**Supplied passage:**
• • • • • • •
Could diabetes lead to Alzheimer's? New research from Japan has connected the two diseases.
The findings of a new study could affect more than 100 million Americans who are diabetic or pre-diabetic.
Japanese researchers evaluated more than 1,000 elderly men and women for 15 years. The result was the most comprehensive study on the link between diabetes and dementia.
Researchers concluded that seniors with diabetes are twice as likely as the rest of the population to develop some form of dementia.
"The connection between diabetes and dementia is somewhat broad. Diabetes has long been known to be a risk factor for hardening of the arteries and hardening of the arteries as it affects the brain in turn can cause strokes," explained Dr. Richard Caselli, a neurologist at the Mayo Clinic.
"Many or otherwise and lead to now what is being called Vascular Dementia," he said.
• • • • • • •
**Problems to solve:**
(a) In the diabetes and dementia article, for how many years did the Japanese researchers follow the elderly men and women?
(b) Resume the article on diabetes and dementia after its final sentence and add the next paragraph or two.
• • • • • • •
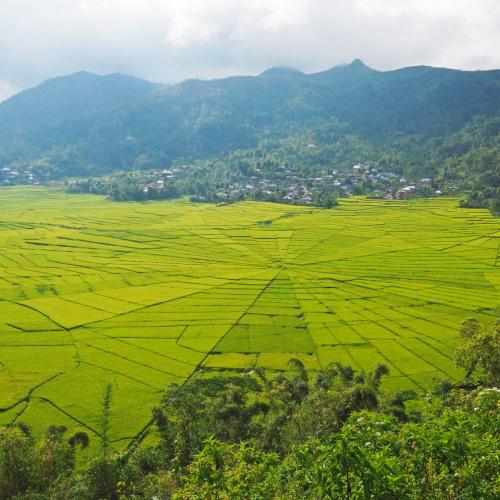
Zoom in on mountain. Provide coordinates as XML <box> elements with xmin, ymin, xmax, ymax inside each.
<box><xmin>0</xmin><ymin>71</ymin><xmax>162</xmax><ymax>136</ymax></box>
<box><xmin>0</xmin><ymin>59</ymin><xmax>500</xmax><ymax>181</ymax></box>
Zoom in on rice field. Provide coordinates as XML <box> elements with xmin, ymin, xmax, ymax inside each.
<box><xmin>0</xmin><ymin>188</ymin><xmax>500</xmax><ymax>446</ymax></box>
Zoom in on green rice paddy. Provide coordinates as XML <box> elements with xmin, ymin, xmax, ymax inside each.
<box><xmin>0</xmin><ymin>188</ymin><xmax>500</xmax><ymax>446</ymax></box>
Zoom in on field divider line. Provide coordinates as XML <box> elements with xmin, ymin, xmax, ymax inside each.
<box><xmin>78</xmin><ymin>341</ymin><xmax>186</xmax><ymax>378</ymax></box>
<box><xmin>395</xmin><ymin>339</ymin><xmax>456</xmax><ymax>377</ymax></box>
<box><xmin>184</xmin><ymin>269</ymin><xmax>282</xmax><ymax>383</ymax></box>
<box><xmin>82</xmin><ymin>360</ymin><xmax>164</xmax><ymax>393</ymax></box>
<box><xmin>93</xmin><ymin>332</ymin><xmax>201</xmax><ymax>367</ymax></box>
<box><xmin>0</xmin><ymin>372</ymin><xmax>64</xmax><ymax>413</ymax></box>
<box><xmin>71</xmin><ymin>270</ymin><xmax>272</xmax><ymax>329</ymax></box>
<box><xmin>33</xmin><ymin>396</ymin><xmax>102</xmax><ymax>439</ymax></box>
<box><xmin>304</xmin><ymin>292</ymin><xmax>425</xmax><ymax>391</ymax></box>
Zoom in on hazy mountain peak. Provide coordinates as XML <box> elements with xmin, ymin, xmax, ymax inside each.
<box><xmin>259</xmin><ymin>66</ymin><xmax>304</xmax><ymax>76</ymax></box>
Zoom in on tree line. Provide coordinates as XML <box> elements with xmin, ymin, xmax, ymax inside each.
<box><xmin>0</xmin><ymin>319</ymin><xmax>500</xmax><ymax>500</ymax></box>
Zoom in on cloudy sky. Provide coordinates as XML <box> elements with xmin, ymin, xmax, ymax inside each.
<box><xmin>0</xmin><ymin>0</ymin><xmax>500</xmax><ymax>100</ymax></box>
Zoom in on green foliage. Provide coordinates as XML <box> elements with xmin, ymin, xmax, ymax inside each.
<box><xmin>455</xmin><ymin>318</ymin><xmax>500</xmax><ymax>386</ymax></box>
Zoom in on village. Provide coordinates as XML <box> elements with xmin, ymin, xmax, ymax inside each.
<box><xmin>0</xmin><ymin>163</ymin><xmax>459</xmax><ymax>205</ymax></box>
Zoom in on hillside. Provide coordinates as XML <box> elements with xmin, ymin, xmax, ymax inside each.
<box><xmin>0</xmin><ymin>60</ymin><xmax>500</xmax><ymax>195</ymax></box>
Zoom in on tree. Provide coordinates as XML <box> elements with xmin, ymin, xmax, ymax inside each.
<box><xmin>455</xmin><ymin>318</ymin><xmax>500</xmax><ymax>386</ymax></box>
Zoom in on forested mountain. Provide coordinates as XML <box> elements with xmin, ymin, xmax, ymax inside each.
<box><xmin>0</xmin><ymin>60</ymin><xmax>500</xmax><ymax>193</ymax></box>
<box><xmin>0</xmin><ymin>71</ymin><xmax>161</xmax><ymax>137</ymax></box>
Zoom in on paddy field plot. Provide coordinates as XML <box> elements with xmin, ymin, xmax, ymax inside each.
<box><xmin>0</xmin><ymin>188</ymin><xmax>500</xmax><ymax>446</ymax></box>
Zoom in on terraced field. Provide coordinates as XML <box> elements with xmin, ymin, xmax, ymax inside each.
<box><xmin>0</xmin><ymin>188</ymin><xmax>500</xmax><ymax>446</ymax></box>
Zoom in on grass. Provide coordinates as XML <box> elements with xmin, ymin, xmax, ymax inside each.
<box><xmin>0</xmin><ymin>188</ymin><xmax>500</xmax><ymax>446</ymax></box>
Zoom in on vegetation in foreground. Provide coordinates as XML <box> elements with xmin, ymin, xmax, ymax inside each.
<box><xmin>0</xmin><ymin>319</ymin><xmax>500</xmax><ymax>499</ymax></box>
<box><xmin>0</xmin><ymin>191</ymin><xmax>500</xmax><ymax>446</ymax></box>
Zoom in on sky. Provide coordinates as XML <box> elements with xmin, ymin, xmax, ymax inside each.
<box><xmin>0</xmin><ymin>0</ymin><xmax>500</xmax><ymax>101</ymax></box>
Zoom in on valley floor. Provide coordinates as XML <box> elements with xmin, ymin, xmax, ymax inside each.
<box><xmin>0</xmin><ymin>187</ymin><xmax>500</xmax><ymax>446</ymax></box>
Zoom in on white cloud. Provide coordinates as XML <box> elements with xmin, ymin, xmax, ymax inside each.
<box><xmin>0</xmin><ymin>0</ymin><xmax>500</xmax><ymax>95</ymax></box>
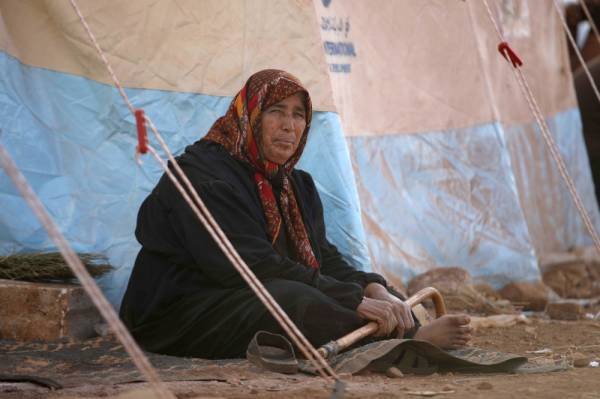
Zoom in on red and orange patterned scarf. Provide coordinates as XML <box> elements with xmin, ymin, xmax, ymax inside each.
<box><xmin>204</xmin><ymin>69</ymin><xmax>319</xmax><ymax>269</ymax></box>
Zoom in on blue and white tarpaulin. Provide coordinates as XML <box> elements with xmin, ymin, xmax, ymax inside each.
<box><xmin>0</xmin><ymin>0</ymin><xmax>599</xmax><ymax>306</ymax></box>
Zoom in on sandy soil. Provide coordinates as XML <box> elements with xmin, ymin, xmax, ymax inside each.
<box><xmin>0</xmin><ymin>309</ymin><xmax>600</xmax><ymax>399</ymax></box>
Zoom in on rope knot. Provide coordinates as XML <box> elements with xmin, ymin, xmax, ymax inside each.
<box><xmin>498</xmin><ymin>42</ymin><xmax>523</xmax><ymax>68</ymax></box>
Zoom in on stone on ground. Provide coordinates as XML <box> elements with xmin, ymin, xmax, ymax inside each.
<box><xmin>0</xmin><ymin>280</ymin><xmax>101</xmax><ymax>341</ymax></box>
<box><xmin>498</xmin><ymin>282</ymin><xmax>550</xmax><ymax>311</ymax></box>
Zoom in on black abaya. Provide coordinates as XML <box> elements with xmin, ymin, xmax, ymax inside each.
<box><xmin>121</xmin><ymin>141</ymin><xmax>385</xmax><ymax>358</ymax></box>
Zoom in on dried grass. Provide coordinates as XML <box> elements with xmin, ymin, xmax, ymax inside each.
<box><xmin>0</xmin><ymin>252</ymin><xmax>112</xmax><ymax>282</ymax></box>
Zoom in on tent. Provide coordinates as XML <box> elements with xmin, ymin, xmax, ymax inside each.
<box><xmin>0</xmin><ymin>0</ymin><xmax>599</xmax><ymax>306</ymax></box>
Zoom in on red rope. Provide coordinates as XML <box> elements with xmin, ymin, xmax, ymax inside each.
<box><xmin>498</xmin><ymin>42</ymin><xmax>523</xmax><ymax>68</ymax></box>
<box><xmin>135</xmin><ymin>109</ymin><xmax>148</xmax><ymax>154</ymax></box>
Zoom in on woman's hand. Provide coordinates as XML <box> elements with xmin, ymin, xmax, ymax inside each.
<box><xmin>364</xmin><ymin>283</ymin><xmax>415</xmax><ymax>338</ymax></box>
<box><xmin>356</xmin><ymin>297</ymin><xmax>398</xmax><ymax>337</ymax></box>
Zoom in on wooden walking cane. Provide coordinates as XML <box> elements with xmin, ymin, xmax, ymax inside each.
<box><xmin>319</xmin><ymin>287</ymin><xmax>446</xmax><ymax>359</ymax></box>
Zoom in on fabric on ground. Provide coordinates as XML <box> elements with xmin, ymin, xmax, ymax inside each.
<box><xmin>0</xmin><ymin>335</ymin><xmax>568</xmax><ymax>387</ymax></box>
• • • • • • •
**Answers by task:**
(a) 15 years.

(b)
Scientists say it is still unclear what exactly connects two diseases. But doctors say they are hopeful the new information can help them improve the lives of patients suffering from Alzheimer's.
They say the next step is understanding if using insulin to reduce sugar can somehow help with the symptoms of Alzheimer's.
"The idea that insulin might actually improve brain functioning in people with Alzheimer's disease really is a novel approach to treating the dementia associated with Alzheimer's," one doctor remarked.
Physicians say the study is a reminder for people to work to reduce their risk factors for diabetes and for those who already have diabetes to keep their blood sugar under control.